*TASK PROMPT*
Everything from the line containing "of the entrance" to the last line of the records must be returned verbatim; nothing else belongs in the output.

· · ·

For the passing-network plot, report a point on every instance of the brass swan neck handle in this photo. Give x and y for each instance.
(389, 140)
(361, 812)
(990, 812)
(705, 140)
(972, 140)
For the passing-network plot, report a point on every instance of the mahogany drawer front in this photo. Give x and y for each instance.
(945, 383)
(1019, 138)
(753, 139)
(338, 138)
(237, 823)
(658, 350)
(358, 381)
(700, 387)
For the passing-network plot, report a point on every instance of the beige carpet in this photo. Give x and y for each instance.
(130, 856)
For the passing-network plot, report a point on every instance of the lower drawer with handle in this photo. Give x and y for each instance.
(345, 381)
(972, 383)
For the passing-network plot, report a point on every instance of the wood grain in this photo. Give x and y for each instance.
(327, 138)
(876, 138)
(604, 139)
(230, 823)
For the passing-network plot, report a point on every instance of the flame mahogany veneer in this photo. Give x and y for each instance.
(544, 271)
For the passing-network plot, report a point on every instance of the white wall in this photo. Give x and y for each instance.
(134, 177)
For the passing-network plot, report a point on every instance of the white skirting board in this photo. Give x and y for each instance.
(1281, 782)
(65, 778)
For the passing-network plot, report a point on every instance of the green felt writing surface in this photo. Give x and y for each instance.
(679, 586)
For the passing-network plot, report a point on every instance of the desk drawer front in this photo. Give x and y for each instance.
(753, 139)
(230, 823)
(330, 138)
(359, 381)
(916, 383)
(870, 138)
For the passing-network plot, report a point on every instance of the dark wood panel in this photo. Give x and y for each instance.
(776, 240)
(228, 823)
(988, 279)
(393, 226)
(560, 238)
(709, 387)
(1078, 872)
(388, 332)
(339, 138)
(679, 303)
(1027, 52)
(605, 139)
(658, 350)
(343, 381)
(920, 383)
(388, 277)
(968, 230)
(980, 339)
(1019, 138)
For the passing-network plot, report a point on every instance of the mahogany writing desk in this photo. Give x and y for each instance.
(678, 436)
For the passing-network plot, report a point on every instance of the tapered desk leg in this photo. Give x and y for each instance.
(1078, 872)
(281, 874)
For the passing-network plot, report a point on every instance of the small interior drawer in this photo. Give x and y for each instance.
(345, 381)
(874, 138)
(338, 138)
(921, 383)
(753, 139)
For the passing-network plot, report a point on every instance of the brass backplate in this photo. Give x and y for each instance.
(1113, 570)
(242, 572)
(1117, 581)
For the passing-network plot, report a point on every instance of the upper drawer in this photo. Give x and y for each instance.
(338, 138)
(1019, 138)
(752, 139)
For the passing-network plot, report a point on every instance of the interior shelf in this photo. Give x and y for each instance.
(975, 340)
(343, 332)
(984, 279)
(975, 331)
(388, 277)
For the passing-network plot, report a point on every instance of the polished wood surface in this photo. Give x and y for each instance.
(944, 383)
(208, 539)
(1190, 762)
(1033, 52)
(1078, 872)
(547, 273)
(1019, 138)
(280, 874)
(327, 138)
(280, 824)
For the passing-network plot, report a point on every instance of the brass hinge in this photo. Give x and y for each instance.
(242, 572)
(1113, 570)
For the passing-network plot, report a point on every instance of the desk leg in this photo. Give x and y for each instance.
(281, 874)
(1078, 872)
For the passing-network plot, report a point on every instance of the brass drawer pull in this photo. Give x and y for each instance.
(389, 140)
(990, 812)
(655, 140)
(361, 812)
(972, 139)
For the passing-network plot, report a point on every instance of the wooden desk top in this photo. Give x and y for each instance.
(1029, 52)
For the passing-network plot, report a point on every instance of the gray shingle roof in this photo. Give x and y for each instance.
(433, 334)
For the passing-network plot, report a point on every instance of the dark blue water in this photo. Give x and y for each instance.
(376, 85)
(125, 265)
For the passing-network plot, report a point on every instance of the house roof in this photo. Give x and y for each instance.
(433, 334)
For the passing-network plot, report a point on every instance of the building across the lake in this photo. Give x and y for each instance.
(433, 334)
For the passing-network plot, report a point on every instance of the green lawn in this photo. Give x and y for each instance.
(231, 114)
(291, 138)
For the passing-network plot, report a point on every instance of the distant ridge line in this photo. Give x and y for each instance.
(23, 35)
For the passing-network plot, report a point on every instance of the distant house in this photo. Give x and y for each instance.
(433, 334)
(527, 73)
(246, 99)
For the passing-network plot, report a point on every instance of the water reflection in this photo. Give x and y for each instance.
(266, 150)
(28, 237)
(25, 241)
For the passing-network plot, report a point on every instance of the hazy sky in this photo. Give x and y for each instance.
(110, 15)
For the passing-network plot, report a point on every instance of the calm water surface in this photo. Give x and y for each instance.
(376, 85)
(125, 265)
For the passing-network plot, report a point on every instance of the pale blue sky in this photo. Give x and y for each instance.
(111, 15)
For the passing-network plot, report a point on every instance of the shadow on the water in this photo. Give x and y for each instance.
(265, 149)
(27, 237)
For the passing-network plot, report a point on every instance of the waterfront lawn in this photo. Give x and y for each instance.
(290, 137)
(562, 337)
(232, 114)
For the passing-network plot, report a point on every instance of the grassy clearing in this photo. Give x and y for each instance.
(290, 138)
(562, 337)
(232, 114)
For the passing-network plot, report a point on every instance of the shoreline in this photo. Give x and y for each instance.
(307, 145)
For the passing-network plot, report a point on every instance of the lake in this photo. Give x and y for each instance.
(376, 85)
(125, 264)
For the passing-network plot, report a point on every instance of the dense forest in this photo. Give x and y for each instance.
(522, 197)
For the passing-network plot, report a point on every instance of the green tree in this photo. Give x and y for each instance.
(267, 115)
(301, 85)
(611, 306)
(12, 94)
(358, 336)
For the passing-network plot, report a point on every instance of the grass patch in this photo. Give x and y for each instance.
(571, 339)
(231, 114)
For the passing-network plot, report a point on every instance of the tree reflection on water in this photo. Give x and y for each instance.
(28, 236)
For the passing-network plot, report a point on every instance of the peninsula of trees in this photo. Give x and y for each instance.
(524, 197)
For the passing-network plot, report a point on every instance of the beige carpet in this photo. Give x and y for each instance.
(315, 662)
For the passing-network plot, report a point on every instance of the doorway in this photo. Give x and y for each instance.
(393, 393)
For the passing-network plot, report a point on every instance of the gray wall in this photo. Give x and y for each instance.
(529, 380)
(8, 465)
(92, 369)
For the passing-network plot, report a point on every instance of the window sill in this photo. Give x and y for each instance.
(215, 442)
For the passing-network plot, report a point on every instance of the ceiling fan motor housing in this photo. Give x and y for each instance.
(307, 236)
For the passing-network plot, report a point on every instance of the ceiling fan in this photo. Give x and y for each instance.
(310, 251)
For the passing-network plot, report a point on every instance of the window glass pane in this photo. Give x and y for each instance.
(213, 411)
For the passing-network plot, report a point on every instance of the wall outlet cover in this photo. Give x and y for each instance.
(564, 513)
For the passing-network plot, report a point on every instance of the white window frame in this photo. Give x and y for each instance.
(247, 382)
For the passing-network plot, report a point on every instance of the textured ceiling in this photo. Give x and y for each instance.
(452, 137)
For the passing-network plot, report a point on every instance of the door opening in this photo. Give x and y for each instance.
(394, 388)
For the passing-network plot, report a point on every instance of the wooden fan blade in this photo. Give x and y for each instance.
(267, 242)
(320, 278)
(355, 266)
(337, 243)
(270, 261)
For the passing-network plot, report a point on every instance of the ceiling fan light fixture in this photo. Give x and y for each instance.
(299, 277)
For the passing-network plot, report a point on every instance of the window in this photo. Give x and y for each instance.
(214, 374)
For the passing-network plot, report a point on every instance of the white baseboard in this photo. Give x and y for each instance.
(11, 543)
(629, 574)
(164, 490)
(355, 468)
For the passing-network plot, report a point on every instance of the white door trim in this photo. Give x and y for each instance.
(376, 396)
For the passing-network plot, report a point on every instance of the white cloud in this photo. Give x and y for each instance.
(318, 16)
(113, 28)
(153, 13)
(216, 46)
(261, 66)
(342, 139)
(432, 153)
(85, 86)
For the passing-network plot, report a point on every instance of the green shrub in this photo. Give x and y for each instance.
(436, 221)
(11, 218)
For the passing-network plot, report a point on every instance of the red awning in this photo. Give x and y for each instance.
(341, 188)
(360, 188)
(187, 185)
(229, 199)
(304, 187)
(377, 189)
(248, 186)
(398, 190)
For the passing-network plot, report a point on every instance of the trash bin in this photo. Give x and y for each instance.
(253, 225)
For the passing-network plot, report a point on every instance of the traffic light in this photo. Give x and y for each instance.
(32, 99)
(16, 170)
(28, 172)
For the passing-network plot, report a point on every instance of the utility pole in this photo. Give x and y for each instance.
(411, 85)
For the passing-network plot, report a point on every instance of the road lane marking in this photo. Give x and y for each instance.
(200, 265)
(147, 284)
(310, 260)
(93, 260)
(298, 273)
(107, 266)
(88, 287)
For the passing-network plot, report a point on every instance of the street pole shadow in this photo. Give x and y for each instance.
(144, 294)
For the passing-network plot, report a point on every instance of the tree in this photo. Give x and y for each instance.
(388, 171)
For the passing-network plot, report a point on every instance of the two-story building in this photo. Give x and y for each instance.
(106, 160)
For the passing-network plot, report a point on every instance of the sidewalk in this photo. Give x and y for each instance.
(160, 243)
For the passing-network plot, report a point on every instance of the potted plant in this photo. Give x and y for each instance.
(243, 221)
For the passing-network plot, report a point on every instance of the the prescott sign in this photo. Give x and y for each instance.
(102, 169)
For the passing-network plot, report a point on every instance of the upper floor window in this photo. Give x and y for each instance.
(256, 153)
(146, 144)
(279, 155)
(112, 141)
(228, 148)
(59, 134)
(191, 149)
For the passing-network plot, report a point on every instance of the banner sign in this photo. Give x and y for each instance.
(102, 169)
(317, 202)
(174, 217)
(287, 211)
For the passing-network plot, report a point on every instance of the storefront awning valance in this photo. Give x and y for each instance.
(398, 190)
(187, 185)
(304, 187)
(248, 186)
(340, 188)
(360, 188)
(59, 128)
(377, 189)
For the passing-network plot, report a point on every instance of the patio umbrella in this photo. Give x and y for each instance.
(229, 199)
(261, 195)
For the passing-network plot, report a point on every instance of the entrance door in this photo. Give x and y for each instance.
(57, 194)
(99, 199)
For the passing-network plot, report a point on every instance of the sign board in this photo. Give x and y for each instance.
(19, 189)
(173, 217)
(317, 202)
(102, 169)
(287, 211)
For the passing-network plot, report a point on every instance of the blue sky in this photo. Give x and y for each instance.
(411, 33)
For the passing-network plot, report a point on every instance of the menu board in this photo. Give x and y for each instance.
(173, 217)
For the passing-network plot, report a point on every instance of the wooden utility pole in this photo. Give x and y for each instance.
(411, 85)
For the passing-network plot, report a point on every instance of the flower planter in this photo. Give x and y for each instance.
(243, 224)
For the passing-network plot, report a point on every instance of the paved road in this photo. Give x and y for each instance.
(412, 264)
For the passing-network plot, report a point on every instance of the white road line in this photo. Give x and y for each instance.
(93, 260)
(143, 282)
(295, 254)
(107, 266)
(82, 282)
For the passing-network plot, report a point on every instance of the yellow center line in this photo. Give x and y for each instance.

· · ·

*FULL SOLUTION*
For the passing-network plot, report a point on every instance of the entrance door in this photo. Give x and y for each instance.
(57, 194)
(99, 199)
For the passing-network plot, report a point on every instance of the sign board in this photo. Give x and y for each instance.
(19, 189)
(173, 217)
(317, 202)
(102, 169)
(287, 211)
For the passing-network plot, report a point on every instance of the blue sky in this photo. Give x and y for each instance.
(411, 33)
For the passing-network plot, report a point on every instance of the menu board in this photo. Give x and y for each instance.
(173, 217)
For the passing-network plot, report a point on every instance of the wooden utility pole in this photo. Give x and y for each instance.
(411, 85)
For the passing-network plot, report a point on every instance of the flower planter in this photo. Give x and y for each instance.
(243, 224)
For the passing-network plot, report a point on every instance of the paved road in this photo. Give x and y for each instance.
(412, 264)
For the passing-network plot, report a point on every instance of the white road line in this photo. Give x and y for each instance.
(93, 260)
(143, 282)
(295, 254)
(107, 266)
(82, 282)
For the passing-network plot, report a point on every instance of the yellow center line in this photo. Give x and y for each instance.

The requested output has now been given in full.